» Task set
1. According to the shophouse market update, what is the forecast for full-year 2025 sales value?
2. Repeat, word for word, the part of the shophouse market update between "In Q2 2025, Singapore" and "Prices are steady.", inclusive.

» Extract to read
-- begin --
In Q2 2025, Singapore shophouses saw 5% more transactions than the last quarter, but the total sales value surged 179% to S$332.9 million.
If there's one takeaway:
Capital is moving back into shophouses because they’re scarce, hold long-term value, and the best ones rarely hit the open market.
1. Momentum is back at the top end.
Q2 2025 saw S$332.9m transacted (+179% vs Q1), lifted by larger deals. Volume rose to 21 deals (+5% q/q).
2. H1 2025 held up well.
42 units changed hands for S$462.9m, just below H2 2024’s S$520.2m as buyers got pickier on pricing. Forecast for full-year 2025 is S$700m–S$800m, slightly softer than 2024’s S$947.8m, but values remain stable on prime assets.
3. Prices are steady.
Average land $/psf edged up to S$6,431 in H1 2025 (from S$6,397 in H2 2024). Freehold remains dominant; 37 of 42 H1 2025 deals were freehold.
-- end --
» Given data
-- begin --
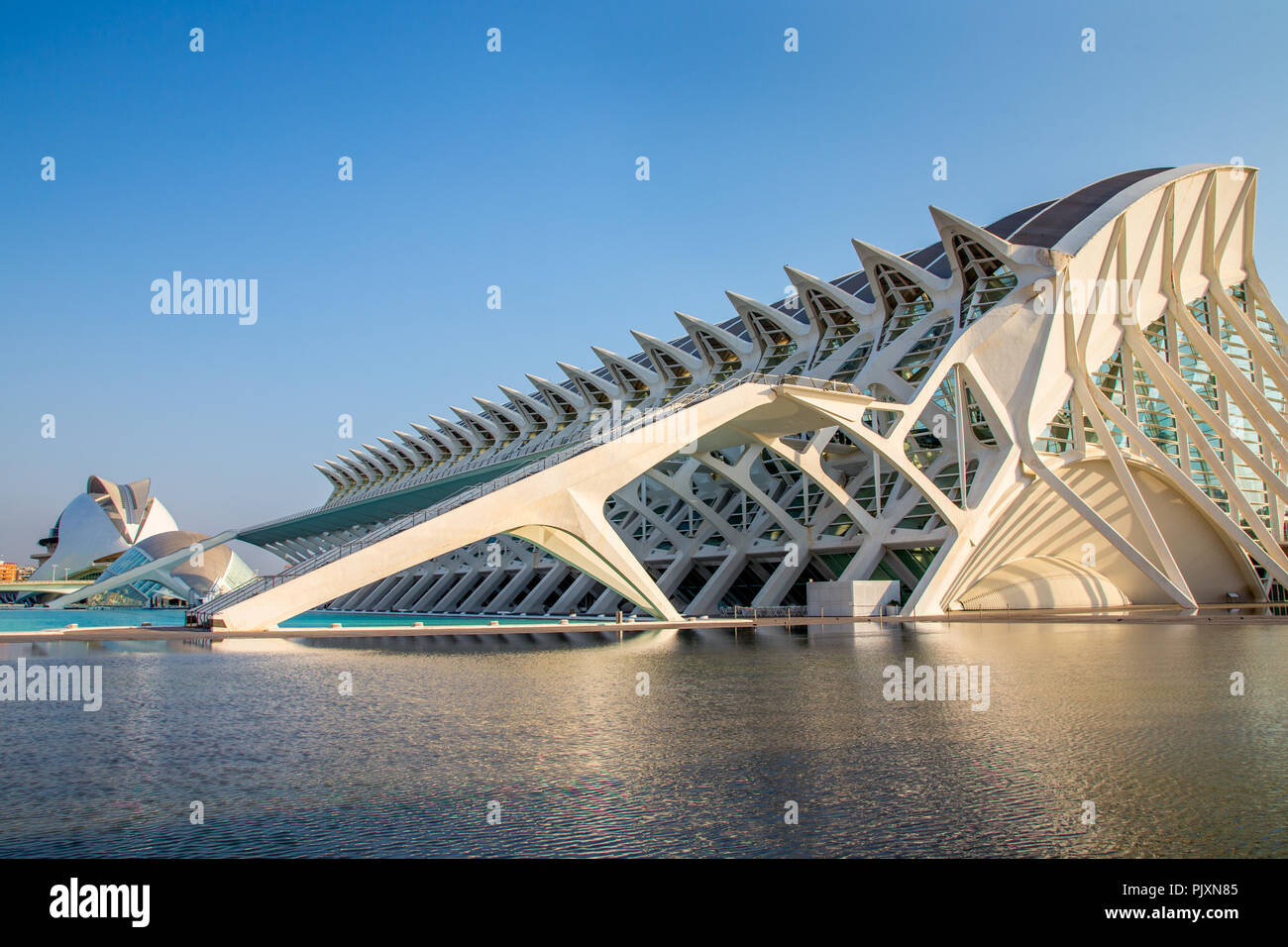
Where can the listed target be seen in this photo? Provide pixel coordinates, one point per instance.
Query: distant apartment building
(13, 573)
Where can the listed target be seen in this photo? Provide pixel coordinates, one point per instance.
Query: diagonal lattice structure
(1080, 405)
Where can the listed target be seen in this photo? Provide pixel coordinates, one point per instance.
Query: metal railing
(204, 612)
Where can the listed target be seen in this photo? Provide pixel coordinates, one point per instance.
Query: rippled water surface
(1136, 718)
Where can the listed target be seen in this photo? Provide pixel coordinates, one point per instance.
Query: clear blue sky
(513, 169)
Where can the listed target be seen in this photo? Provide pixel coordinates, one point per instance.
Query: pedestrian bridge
(558, 502)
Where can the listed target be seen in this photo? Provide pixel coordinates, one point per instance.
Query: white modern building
(1080, 405)
(107, 536)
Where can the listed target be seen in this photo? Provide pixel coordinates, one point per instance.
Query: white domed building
(114, 528)
(98, 527)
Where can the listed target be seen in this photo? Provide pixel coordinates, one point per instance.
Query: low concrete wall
(851, 598)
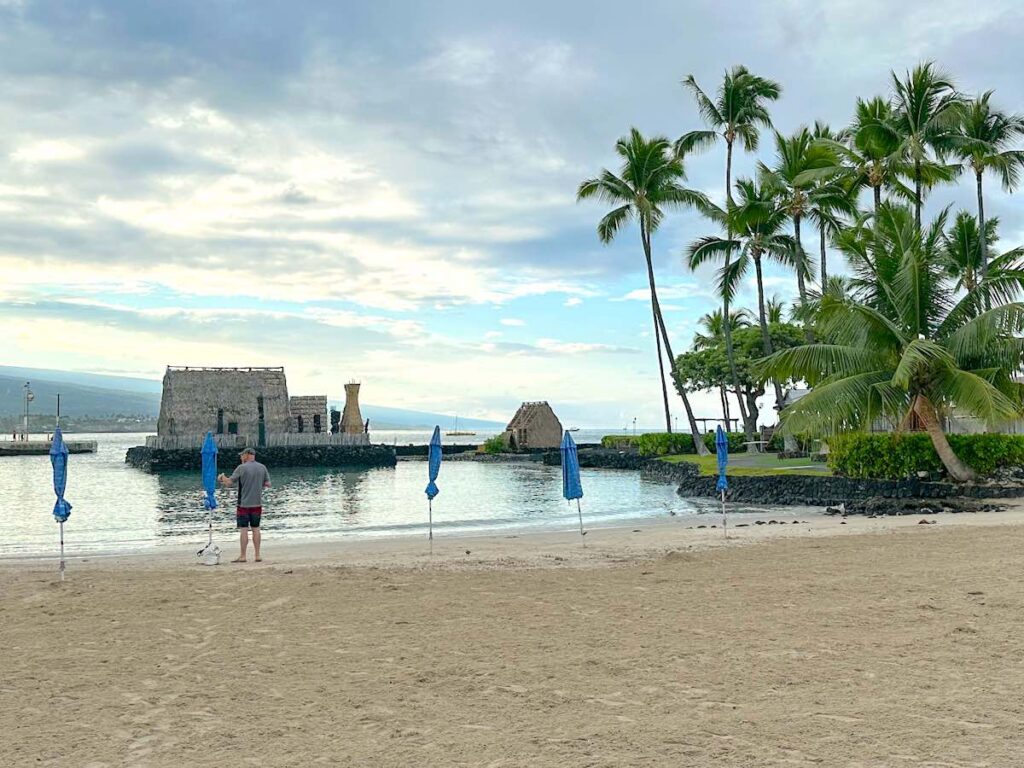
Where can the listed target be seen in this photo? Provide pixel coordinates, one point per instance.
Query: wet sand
(880, 642)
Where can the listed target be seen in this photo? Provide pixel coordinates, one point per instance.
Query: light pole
(29, 397)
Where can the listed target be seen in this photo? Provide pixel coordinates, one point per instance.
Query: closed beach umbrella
(210, 486)
(571, 487)
(433, 467)
(722, 450)
(61, 510)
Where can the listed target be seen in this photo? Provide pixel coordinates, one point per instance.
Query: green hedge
(895, 456)
(663, 443)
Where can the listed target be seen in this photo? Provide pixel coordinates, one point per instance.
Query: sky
(386, 192)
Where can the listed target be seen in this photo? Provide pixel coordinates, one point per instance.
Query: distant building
(247, 407)
(309, 414)
(351, 418)
(534, 426)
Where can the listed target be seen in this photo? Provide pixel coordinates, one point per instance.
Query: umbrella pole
(582, 531)
(725, 520)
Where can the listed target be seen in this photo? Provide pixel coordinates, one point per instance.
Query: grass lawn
(753, 465)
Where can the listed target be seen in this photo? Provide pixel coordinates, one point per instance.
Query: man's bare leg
(243, 544)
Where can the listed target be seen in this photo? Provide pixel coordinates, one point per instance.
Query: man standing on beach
(251, 477)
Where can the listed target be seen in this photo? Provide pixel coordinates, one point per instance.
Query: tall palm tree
(927, 112)
(826, 212)
(714, 334)
(755, 224)
(984, 141)
(800, 194)
(962, 257)
(648, 182)
(904, 344)
(736, 113)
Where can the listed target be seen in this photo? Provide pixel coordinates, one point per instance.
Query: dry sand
(893, 644)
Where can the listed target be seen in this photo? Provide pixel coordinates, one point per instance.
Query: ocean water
(118, 508)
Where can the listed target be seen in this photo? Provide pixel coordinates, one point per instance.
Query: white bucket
(211, 555)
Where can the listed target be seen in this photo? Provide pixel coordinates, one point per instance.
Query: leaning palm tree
(926, 118)
(905, 344)
(984, 141)
(755, 225)
(649, 181)
(736, 114)
(714, 334)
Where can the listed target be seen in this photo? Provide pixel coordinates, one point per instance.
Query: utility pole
(29, 397)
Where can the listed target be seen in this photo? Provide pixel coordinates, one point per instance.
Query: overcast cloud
(387, 189)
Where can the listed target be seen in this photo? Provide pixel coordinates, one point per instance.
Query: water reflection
(120, 508)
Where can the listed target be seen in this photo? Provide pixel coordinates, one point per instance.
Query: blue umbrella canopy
(434, 463)
(571, 487)
(58, 459)
(210, 471)
(722, 449)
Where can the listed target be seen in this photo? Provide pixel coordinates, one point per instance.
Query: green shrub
(619, 441)
(663, 443)
(496, 444)
(896, 456)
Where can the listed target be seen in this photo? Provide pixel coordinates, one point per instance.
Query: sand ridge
(892, 644)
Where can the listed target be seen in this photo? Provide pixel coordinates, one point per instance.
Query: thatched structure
(308, 414)
(233, 400)
(534, 426)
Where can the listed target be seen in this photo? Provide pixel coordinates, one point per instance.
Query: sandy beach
(878, 642)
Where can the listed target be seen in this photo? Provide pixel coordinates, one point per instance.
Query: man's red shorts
(248, 516)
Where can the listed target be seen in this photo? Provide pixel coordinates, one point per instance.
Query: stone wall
(157, 460)
(830, 492)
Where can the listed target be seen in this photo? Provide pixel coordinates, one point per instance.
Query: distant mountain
(382, 417)
(97, 395)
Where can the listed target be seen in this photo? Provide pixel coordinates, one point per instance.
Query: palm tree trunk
(659, 326)
(660, 371)
(801, 282)
(824, 264)
(930, 419)
(729, 353)
(916, 195)
(763, 320)
(657, 337)
(983, 243)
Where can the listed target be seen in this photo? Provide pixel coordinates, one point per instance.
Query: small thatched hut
(534, 426)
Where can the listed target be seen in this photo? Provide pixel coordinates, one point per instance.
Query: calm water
(117, 508)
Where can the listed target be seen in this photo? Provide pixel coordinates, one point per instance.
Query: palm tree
(755, 224)
(984, 142)
(800, 194)
(962, 258)
(714, 334)
(736, 114)
(903, 344)
(648, 182)
(926, 117)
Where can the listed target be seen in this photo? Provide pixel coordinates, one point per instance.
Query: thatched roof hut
(534, 426)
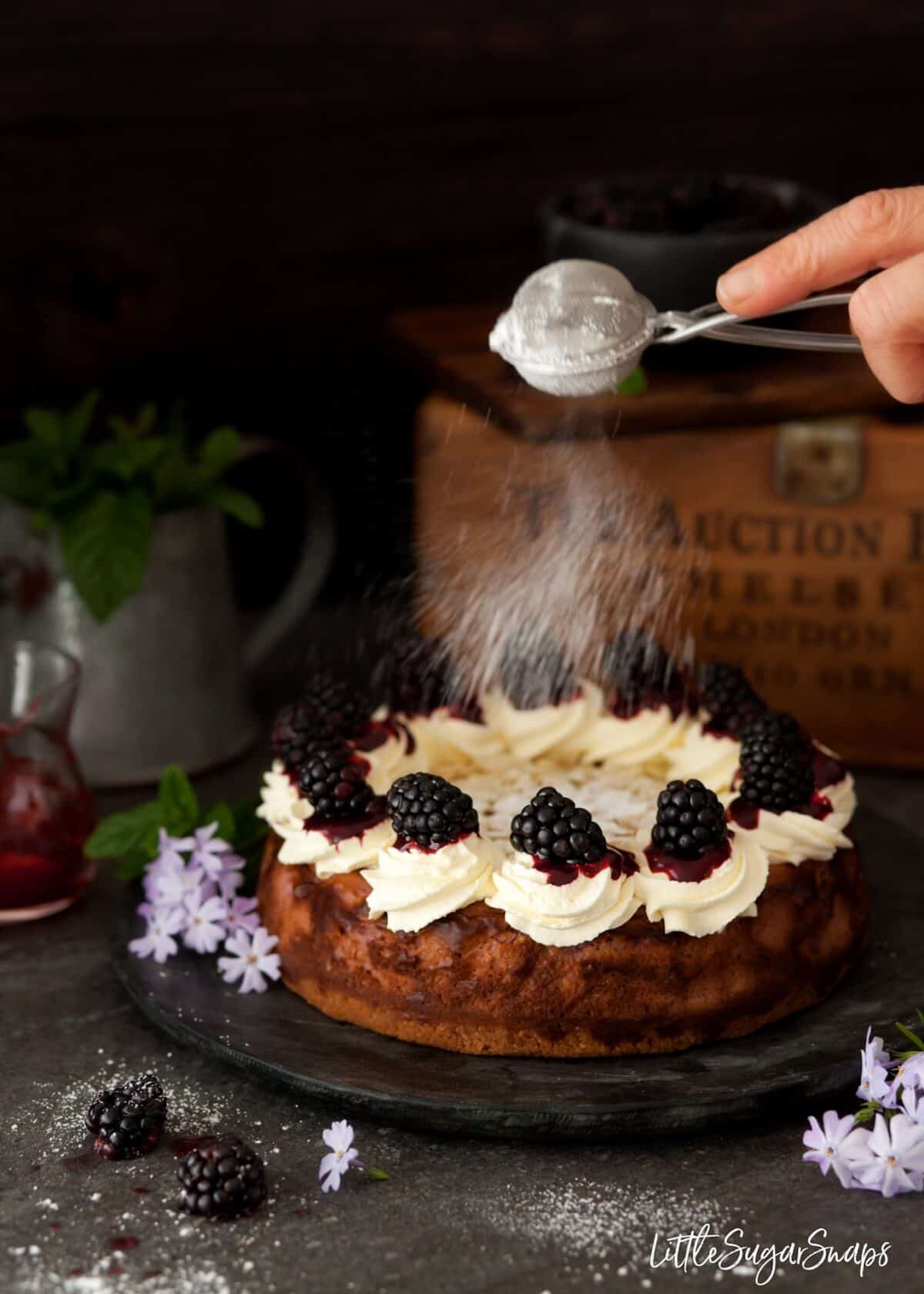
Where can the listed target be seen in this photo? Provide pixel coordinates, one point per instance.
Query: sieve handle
(712, 321)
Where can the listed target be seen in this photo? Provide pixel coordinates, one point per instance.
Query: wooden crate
(805, 504)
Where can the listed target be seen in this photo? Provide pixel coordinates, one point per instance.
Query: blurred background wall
(226, 198)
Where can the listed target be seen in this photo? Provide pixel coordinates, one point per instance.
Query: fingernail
(738, 285)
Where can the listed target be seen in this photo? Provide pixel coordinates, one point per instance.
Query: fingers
(866, 233)
(887, 313)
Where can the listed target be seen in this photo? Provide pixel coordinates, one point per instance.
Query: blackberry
(328, 708)
(330, 776)
(690, 820)
(640, 671)
(534, 671)
(553, 829)
(129, 1120)
(222, 1179)
(777, 759)
(416, 675)
(729, 698)
(429, 810)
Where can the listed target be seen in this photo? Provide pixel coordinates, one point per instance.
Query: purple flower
(892, 1158)
(912, 1103)
(209, 850)
(834, 1144)
(205, 920)
(909, 1073)
(340, 1138)
(874, 1077)
(251, 959)
(158, 940)
(174, 884)
(241, 915)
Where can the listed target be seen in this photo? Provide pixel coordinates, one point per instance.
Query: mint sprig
(101, 488)
(131, 837)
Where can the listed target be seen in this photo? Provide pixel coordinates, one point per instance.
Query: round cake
(561, 866)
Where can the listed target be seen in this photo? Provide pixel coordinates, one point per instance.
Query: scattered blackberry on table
(690, 820)
(222, 1179)
(328, 708)
(729, 698)
(129, 1120)
(430, 812)
(553, 829)
(777, 764)
(534, 671)
(332, 778)
(640, 669)
(416, 675)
-- end --
» Results of the tasks
1. S$700m–S$800m

2.
In Q2 2025, Singapore shophouses saw 5% more transactions than the last quarter, but the total sales value surged 179% to S$332.9 million.
If there's one takeaway:
Capital is moving back into shophouses because they’re scarce, hold long-term value, and the best ones rarely hit the open market.
1. Momentum is back at the top end.
Q2 2025 saw S$332.9m transacted (+179% vs Q1), lifted by larger deals. Volume rose to 21 deals (+5% q/q).
2. H1 2025 held up well.
42 units changed hands for S$462.9m, just below H2 2024’s S$520.2m as buyers got pickier on pricing. Forecast for full-year 2025 is S$700m–S$800m, slightly softer than 2024’s S$947.8m, but values remain stable on prime assets.
3. Prices are steady.